There's all sorts of things that can contribute to the length of development. One of the worst is feature-creep. There were people on the team who said we have to have vehicles in this game, and do this and that … but you have to enforce schedule discipline.
Part of the problem is you're trying to create something fun. How fun is fun enough?
Unfortunately, it falls to me to say we're done and there will be no more additions to the game. It's like killing your children.
The team is so dedicated to quality that it sometimes nearly comes to blows — there's major league competition to do a good job.
What were the technical problems related to trying to integrate both PCs and consoles?
On a very base level of having an Xbox 360 and Windows Vista machines talk to each other, you have to ask: Do you have the guts to try it in the first place? But networking between the two is not the tough thing.
Then what was the hard part?
It's the first cross-platform game. When we were making Shadowrun, Games for Windows Live [Microsoft's brand for PC games] didn't exist yet. Vista didn't exist yet. So we had to guess what it would look like. A lot of it comes down to leaps.
We had to build our own engine because we knew our gameplay would require things that [for example] the Quake 3 engine couldn't do.
Like what?
The portaling system — switching between indoors and outdoors [in the game.] When you're making a game, you decide whether you're going to be indoors or outdoors, and that determines how you make your game. When you're making a hallway shooter with dark, detailed rooms, you make your game one way, or you have vista games in huge outdoor environments and make your game that way.
[Shadowrun requires elements of both types of games and the ability to instantly switch between them since characters can teleport between each of the settings.]
We're dumb enough to do both in one game — that's stupid. You can't load all of that stuff in memory. Instead, you 'portal' it off. In Halo, you can't see from one room into another room — there's [closed] doors between them. In Shadowrun, you can.

DATA:
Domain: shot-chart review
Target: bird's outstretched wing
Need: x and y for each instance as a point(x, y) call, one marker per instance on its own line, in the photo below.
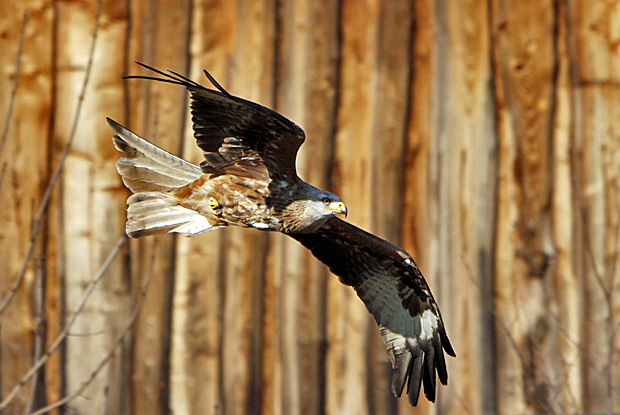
point(236, 135)
point(394, 291)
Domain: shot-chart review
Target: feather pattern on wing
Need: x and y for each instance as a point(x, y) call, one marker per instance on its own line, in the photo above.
point(394, 291)
point(236, 133)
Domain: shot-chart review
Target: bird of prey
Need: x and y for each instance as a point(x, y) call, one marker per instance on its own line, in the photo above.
point(248, 179)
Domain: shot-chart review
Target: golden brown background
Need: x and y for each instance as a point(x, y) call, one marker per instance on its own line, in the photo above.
point(481, 135)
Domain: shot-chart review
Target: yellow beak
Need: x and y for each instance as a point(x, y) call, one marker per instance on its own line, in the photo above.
point(341, 208)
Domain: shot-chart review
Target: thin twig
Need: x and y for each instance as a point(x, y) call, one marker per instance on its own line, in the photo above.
point(110, 354)
point(38, 221)
point(63, 335)
point(39, 335)
point(18, 64)
point(2, 174)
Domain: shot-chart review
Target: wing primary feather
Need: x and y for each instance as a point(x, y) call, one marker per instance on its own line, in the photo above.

TASKS TO CARRY OUT:
- A) List every video game that the Shadowrun interview mentions by name.
- B) Pick up the Shadowrun interview from its last line and continue it in the same voice.

ANSWERS TO THE EXERCISE:
- A) Shadowrun, Quake 3, Halo

- B)
What is the key difference between a console game and a PC game?
The Xbox II [Xbox 360] is a little different from a PC. It's got three [computing] cores in it, it's a confined unit, homogeneous. To develop for a product like that is fantastic.
Why?
It makes game development easier. For example, I don't have to know what video card [a user may] have [in his or her computer]. I don't have to scale my artwork. For different video cards, you normally have to create different artwork and levels of detail so PCs can handle the images.
What is the future of video games?
The next thing is indies. A lot of people don't want to work for a major corporation — [Instead] they try to think of new ways of approaching their work. You see parallels in [film directors] Steven Soderbergh and Terry Gilliam.
Game developers can use [software] tool packages that are easy to use, keeping costs down by making smaller, more accessible games. I see independence being the way.
I think we're training people for this right now by letting them make user-generated content. You customize your cellphone to be a different colour, the next level up is blogs, sites like MySpace, and games. You already see it in games like World of Warcraft where you can customize your character.